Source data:
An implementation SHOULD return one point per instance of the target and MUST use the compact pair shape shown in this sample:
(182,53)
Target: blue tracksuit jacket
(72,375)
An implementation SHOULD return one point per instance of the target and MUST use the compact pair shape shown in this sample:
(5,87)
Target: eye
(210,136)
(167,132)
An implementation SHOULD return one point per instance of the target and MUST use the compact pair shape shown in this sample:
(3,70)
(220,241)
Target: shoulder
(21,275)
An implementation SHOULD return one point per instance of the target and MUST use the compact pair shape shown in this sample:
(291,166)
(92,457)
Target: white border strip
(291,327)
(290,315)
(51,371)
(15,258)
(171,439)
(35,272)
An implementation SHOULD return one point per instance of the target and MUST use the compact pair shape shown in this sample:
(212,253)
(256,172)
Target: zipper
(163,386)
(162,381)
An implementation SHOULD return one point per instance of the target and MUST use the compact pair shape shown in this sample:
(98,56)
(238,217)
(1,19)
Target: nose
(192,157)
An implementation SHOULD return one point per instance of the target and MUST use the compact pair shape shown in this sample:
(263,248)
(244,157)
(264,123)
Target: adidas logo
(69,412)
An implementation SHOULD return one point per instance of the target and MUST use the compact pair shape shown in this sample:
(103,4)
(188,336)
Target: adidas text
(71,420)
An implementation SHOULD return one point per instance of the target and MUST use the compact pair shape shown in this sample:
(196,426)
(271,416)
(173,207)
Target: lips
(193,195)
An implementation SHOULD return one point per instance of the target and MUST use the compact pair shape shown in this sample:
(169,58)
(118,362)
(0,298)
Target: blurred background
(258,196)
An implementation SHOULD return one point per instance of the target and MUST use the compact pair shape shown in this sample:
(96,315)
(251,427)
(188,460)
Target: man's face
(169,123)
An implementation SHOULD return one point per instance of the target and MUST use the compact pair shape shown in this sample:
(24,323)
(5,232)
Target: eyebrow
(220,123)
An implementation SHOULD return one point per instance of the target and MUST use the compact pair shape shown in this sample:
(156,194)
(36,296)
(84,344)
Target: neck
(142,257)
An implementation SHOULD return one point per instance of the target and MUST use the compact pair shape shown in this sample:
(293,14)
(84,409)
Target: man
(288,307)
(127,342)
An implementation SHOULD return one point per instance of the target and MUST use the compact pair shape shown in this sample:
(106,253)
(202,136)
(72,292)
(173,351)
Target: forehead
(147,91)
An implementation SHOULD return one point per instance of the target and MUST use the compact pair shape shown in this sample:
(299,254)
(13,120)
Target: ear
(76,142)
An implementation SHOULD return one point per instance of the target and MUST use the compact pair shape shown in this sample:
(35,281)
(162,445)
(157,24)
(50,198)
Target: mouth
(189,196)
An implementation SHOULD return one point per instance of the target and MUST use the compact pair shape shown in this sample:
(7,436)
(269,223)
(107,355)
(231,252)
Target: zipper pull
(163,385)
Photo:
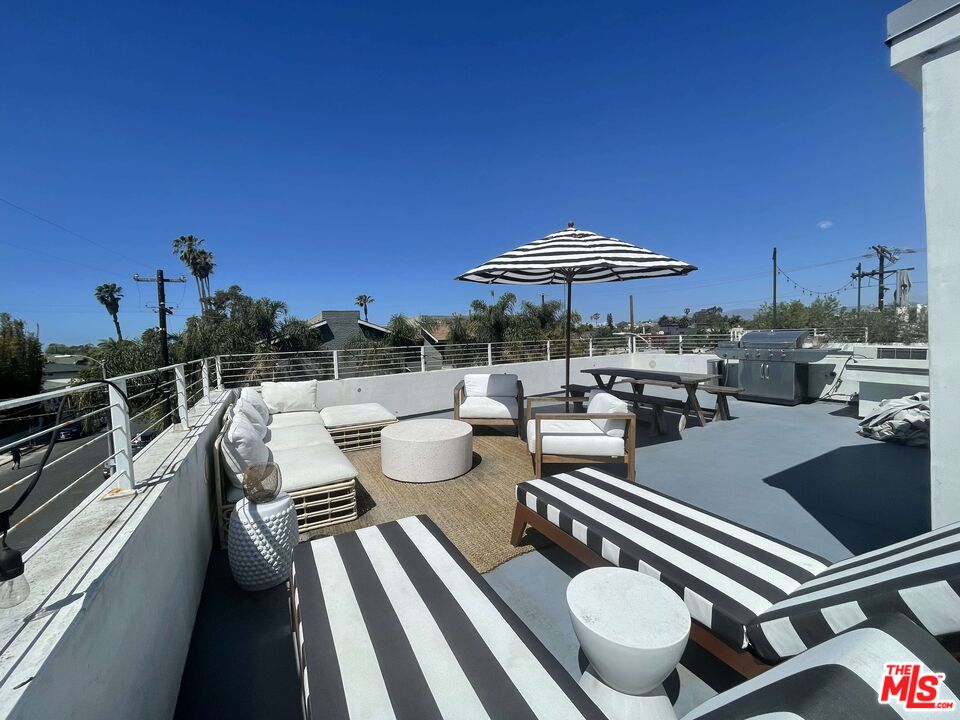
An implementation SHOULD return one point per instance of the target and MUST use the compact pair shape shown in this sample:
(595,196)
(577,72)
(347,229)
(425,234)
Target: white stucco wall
(930,59)
(125,576)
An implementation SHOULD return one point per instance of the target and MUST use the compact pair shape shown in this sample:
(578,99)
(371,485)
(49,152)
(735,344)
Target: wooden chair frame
(742,661)
(459,394)
(629,438)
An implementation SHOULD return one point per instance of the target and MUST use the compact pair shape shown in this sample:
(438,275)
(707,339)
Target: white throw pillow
(245,442)
(290,396)
(604,404)
(245,407)
(497,385)
(251,396)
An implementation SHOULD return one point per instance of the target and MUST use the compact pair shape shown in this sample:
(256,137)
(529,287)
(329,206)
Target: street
(53,480)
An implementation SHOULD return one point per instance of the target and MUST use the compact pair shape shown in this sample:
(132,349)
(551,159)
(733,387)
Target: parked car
(72,431)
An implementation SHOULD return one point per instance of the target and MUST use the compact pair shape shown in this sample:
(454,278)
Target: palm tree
(199,262)
(109,295)
(364,302)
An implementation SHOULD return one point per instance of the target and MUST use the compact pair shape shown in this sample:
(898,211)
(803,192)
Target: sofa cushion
(307,467)
(251,413)
(604,404)
(919,578)
(504,408)
(357,414)
(490,385)
(290,396)
(295,419)
(297,436)
(242,446)
(573,437)
(255,400)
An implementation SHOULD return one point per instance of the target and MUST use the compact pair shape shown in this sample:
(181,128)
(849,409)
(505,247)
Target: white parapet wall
(924,40)
(115,588)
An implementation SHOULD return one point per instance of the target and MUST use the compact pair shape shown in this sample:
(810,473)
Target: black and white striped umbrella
(575,256)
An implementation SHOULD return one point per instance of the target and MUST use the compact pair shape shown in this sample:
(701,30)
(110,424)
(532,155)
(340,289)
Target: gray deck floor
(801,474)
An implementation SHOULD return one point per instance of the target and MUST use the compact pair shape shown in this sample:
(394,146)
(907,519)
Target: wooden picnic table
(606,378)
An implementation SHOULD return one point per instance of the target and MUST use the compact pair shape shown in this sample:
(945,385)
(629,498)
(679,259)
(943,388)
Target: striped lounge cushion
(840,678)
(726,574)
(919,578)
(392,622)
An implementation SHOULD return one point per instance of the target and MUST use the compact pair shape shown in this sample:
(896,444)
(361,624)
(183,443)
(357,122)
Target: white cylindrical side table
(260,542)
(633,630)
(426,450)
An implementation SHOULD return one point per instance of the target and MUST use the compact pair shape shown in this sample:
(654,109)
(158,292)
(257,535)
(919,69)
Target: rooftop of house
(801,474)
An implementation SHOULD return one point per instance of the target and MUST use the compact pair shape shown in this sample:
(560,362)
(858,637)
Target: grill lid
(773,339)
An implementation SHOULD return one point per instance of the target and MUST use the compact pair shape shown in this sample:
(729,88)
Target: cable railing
(248,369)
(106,424)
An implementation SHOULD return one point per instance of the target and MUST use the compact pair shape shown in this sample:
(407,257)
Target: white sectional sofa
(283,423)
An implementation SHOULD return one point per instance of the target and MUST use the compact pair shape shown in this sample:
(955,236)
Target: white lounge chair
(489,399)
(605,433)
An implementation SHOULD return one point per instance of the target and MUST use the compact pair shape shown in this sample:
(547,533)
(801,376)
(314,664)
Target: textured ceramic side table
(633,630)
(426,450)
(260,542)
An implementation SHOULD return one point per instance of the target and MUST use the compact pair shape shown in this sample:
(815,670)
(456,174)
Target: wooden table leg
(694,404)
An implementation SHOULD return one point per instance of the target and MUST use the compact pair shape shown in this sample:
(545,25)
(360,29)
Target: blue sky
(329,149)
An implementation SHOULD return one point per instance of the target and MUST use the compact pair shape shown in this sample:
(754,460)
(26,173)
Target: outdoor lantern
(14,587)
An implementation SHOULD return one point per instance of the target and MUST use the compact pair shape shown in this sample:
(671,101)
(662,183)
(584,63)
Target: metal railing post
(205,379)
(180,374)
(120,429)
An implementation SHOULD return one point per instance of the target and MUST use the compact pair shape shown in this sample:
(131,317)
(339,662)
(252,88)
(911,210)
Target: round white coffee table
(426,450)
(633,630)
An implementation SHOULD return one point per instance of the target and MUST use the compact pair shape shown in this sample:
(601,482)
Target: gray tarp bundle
(905,420)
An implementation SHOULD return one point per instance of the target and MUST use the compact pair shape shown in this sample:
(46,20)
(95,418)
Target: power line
(64,229)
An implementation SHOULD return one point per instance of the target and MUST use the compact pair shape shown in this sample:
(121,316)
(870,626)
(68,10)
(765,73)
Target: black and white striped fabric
(393,622)
(725,573)
(840,678)
(919,578)
(589,257)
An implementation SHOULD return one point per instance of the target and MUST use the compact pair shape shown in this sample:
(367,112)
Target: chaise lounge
(391,621)
(756,600)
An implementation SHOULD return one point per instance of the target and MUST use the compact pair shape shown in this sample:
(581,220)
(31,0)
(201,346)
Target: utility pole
(162,312)
(883,253)
(774,287)
(859,277)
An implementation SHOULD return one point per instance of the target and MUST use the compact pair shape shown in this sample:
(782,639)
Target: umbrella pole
(567,354)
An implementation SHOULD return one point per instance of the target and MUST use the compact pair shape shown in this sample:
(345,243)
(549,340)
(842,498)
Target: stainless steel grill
(773,365)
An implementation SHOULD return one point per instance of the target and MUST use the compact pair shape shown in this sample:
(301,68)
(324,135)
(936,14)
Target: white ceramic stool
(260,542)
(426,450)
(633,630)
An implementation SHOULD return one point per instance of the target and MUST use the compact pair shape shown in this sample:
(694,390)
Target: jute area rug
(474,510)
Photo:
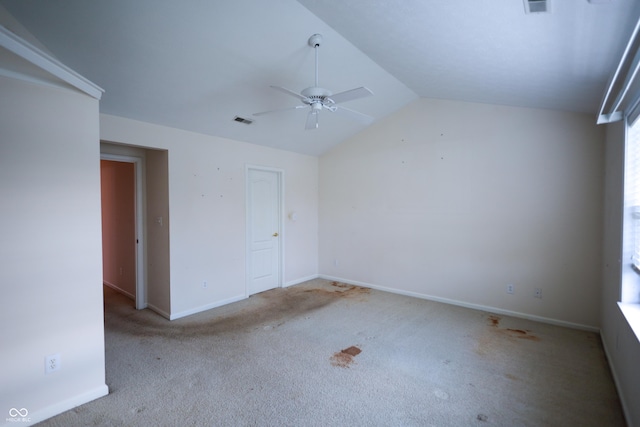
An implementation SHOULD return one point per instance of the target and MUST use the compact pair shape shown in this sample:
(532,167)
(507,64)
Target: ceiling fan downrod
(315,41)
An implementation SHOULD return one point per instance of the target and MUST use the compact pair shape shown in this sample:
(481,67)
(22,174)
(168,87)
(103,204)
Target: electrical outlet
(52,363)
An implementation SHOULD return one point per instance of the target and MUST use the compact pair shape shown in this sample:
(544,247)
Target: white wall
(51,275)
(623,348)
(455,200)
(207,210)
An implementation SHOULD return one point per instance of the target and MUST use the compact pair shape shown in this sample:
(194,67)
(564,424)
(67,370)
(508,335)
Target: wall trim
(119,290)
(467,305)
(42,60)
(614,374)
(159,311)
(185,313)
(65,405)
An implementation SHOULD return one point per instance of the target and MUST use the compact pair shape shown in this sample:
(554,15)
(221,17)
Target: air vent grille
(536,6)
(243,120)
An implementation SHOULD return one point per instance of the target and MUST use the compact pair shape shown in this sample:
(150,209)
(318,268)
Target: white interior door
(263,229)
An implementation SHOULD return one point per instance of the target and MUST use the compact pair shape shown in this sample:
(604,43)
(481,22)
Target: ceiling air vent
(243,120)
(536,6)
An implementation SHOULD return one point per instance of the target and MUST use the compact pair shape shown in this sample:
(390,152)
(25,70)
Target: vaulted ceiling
(197,64)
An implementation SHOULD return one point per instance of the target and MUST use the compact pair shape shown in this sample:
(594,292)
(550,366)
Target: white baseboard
(189,312)
(120,290)
(614,374)
(301,280)
(467,305)
(159,311)
(60,407)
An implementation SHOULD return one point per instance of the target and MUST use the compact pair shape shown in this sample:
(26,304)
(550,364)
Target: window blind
(632,187)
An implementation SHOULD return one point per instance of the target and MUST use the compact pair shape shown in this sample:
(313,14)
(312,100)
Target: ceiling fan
(317,98)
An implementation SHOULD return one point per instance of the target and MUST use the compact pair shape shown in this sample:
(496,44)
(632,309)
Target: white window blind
(632,187)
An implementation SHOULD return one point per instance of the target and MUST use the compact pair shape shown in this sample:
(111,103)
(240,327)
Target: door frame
(141,283)
(281,263)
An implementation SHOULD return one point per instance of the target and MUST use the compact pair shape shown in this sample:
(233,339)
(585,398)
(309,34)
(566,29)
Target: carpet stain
(491,338)
(522,334)
(494,321)
(342,291)
(344,358)
(441,394)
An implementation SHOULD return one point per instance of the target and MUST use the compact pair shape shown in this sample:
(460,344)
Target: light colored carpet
(328,354)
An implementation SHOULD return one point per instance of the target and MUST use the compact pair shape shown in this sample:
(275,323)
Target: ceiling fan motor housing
(315,40)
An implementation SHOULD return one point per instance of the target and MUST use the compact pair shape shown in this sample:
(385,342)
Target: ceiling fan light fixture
(317,98)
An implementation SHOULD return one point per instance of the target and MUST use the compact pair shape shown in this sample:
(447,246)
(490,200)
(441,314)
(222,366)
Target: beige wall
(206,213)
(454,201)
(51,275)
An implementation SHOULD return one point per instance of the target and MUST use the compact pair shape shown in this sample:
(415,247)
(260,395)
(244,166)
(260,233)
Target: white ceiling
(198,64)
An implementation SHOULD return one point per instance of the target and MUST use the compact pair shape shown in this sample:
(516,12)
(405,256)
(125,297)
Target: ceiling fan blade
(312,120)
(363,118)
(289,92)
(297,107)
(350,95)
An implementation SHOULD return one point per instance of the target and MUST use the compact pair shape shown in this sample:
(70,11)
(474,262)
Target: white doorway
(139,289)
(264,228)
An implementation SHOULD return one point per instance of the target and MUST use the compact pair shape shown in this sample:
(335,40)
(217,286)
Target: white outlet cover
(52,363)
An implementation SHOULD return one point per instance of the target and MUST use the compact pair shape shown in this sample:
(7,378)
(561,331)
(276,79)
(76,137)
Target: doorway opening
(122,225)
(265,228)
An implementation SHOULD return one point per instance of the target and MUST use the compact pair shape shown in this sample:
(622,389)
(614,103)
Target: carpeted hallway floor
(329,354)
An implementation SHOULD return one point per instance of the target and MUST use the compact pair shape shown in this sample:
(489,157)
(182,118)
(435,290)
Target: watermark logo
(18,415)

▶ **Task objective**: State how many lines of the data above contain the string "logo", matching case exactly, and give only the number.

▶ **Solution to the problem**: 2